(Natural-language object grounding data)
++++++
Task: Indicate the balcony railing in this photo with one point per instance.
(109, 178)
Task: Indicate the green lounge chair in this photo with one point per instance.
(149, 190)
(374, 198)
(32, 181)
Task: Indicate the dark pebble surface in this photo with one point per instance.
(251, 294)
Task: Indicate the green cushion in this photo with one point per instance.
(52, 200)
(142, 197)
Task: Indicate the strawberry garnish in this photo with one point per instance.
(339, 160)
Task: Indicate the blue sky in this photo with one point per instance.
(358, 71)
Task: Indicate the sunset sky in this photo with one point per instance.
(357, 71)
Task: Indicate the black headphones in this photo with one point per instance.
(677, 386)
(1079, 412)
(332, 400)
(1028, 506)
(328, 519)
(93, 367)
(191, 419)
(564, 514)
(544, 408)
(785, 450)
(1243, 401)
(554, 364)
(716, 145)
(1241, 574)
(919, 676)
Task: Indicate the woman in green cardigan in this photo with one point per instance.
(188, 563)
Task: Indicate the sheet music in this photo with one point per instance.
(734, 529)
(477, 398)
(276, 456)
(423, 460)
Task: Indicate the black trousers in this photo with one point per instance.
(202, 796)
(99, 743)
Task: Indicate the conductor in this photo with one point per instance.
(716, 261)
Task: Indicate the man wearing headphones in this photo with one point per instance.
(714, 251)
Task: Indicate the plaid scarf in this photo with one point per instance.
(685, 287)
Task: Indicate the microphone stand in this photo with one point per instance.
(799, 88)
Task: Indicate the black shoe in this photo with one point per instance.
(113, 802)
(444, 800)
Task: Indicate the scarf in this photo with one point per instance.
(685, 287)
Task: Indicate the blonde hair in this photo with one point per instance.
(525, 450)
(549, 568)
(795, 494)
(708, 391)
++++++
## [How to complete this task]
Please extract exactly, and only, the lines from the line containing "Task: Indicate the blonde" through the last line of the records.

## [Expected output]
Task: Indicate the blonde hair in this photo with one point per instance.
(525, 450)
(549, 568)
(795, 494)
(708, 391)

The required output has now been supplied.